» GIVEN REQUEST
Pick out every line in the items below that contains the word "football" and copy each one.

» DATA PROVIDED
____
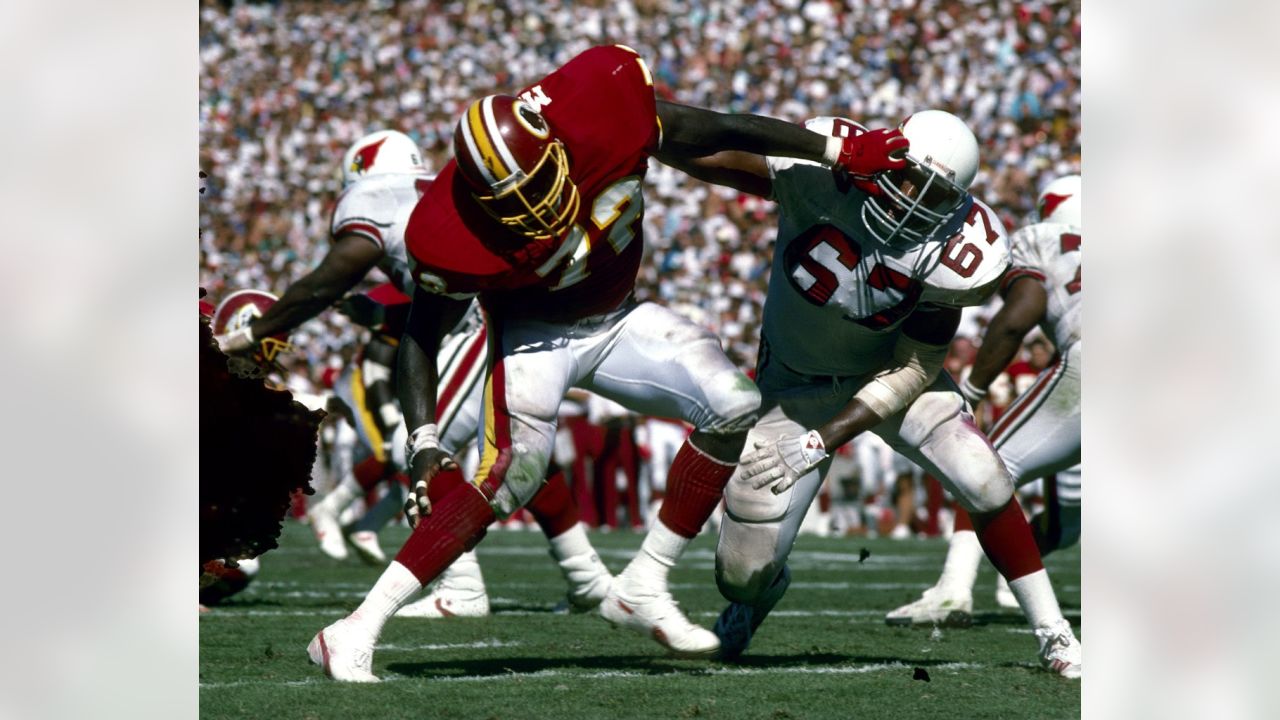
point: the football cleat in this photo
(365, 543)
(1059, 650)
(589, 580)
(739, 621)
(937, 606)
(458, 592)
(344, 652)
(328, 531)
(1004, 596)
(652, 611)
____
» SOLUTION TO THE EXERCISE
point: the football cleat in this photo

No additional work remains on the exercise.